▶ [HOW TO COMPLETE THIS TASK] Although the records include pictures, print only the rest, exactly as written.

(Stored entries)

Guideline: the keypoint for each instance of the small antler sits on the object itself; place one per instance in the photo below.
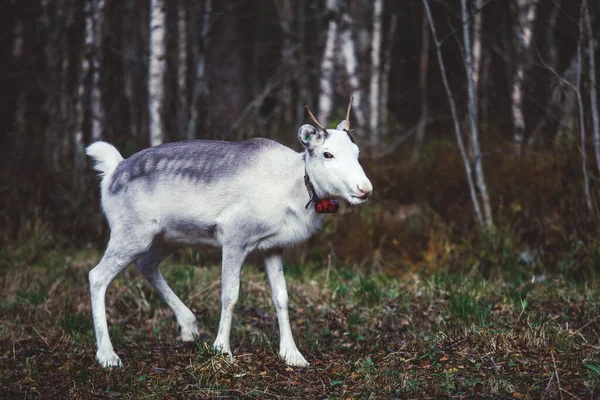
(348, 115)
(312, 117)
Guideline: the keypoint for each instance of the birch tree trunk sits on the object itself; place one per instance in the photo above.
(526, 13)
(423, 70)
(457, 129)
(473, 111)
(326, 90)
(156, 75)
(82, 90)
(375, 86)
(586, 179)
(387, 67)
(199, 46)
(286, 18)
(552, 54)
(132, 54)
(96, 55)
(477, 47)
(182, 108)
(303, 88)
(593, 88)
(567, 106)
(350, 61)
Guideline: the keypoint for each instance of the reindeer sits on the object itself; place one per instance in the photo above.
(241, 196)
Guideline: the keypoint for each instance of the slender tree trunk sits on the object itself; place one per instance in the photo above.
(552, 55)
(132, 56)
(593, 88)
(586, 179)
(199, 46)
(567, 106)
(350, 60)
(375, 86)
(477, 47)
(286, 13)
(96, 91)
(182, 86)
(82, 90)
(423, 71)
(457, 129)
(387, 67)
(305, 95)
(526, 12)
(473, 113)
(326, 89)
(156, 71)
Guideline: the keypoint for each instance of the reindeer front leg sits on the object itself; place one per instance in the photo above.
(287, 347)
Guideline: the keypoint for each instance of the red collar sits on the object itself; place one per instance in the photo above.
(322, 206)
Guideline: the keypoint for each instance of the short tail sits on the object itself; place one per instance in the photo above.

▶ [TASK RESPONSE]
Guideline: the keypoint for each instance of the small antler sits on the object itself; place one per instance in the photo below.
(348, 115)
(312, 117)
Guideline: the keypoint for each instance of the birch tree trunk sits on the object itself; place one per instance in the photo above.
(526, 13)
(423, 70)
(457, 129)
(473, 111)
(326, 90)
(156, 75)
(82, 90)
(375, 86)
(586, 179)
(387, 67)
(199, 46)
(286, 18)
(552, 54)
(132, 54)
(96, 55)
(477, 47)
(182, 108)
(303, 88)
(593, 88)
(567, 106)
(350, 61)
Guideline: the keypoint for each instance of the reindeer sits on the object itself; place one per instance in the photo above.
(241, 196)
Guideline: the keypoint for each instance of the slender tree trunk sits on the object itself; place one per instance in the photo above.
(552, 55)
(132, 56)
(593, 88)
(586, 179)
(199, 46)
(567, 106)
(350, 60)
(375, 86)
(477, 47)
(286, 13)
(96, 91)
(182, 86)
(82, 90)
(423, 71)
(457, 129)
(387, 67)
(305, 95)
(526, 12)
(473, 113)
(326, 89)
(156, 71)
Guideline: the keypoint for each instance of the reindeer front leg sits on the object itself; place one per instance in the photo above.
(287, 347)
Guideline: the keypoint for each instance of the red collar sits on the object itself; place one per instance in the photo above.
(322, 206)
Guideline: the keypoint for each instance of the short tail sits on the object itself; place one per instance in the photo above.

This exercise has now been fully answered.